[Отрывок]
---*---
А это классический случай исследования типа, порожденного определенными временем и страной, в качестве будто бы «вечного человека», образцового для всех времен и стран. Европеец изучает европейца же — думая, будто исследует вечные законы человеческой души. В то время как показанный Шефтсбёри идеал «мягкого расположения духа, свободного от суровости и недовольства, и хорошо устроенного спокойного, внутренне удовлетворенного разума» есть идеал такой же английский, как, скажем, характер хоббитов, придуманных Дж. Толкином. В нем нет ничего не только общемирового, но даже общеевропейского; уже к французскому характеру этот «мягкий, умиротворенный разум» никакого отношения не имеет, что и покажут поклонники Шефтсбёри во Франции… И вывод: «как видите, сэр, именно наши, английские черты суть наиболее естественные и наиболее человеческие из всех возможных» — повисает в пустоте…

В каком-то смысле рассуждения Шефтсбери сродни Добротолюбию, тем первым двум томам его русского перевода, что посвящены в основном психологии. Однако если метод изучения страстей у Шефтсбёри схож с методом свв. отцов, то выводы совершенно иные. Страсти предлагается усмирять благостным и теплым расположением духа, не усилием воли. Это борьба со страстями, так сказать, методом м-ра Пиквика.

Прославляя нравственное чувство, Шефтсбёри договаривается до того, что «цель религии — улучшить нас во всех нравственных обязанностях и делах». 96[828] Утверждение шаткое. Цель религии — нечто такое же странное, как «цель мироздания». Не только религию, но и поступки он измеряет их способностью поощрять «общественное удовольствие» и «способность к добрым чувствам»… Питать «добрые чувства» — оказывается самостоятельной целью нашего поведения… Мимоходом он отдает дань и утилитарному толкованию нравственности:

«мудрость того, что управляет и есть первое и главное в природе, устроила так, что частная выгода и благо каждого человека совпадают со стремлением к общему благу; и если существо перестает содействовать последнему, оно тем самым в той же мере оказывается в убытке самому себе и перестает содействовать собственному счастью и благополучию», 97[829]

даже если эта утилитарная сторона для него не главная.

В Трактате о добродетели зарождается не только, условно говоря, Диккенсово отношение к человеку. Здесь мы видим и рождение мифа о злодее (романтического по существу: шляпа с черным пером, «кипятъ въ его душѣ достоинства великія, единая награда коимъ висѣлица», как говорил Гоголь). Утрата начатков нравственности якобы необходимо ведет к утрате последних ее оснований. На самом же деле существо, «не страдающее от сознания подлости», ведет себя, как правило, вполне прилично, ведомое инстинктом самосохранения. «Злодей всегда и во всем злодей», говорит нам этот миф. О нет. Когда он не занят «делом», он и играет с собакой (как Хитлер), и упоминает имя Божие (как Сталин). Только Ленина нельзя вообразить за чем-нибудь человеческим: в нем ненависть съела все «естественные привязанности».
---*---
[Имеющиеся данные]
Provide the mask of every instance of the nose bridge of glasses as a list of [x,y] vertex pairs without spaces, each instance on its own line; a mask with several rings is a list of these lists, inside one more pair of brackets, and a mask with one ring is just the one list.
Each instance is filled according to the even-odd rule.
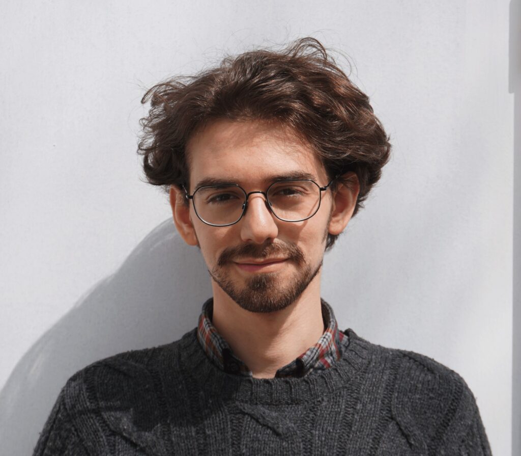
---*---
[Поставленная задача] Пожалуйста, перепишите без изменений часть отрывка о Шефтсбёри, начиная со слов «В каком-то смысле» и далее до слов «методом м-ра Пиквика.».

[Решение задачи]
В каком-то смысле рассуждения Шефтсбери сродни Добротолюбию, тем первым двум томам его русского перевода, что посвящены в основном психологии. Однако если метод изучения страстей у Шефтсбёри схож с методом свв. отцов, то выводы совершенно иные. Страсти предлагается усмирять благостным и теплым расположением духа, не усилием воли. Это борьба со страстями, так сказать, методом м-ра Пиквика.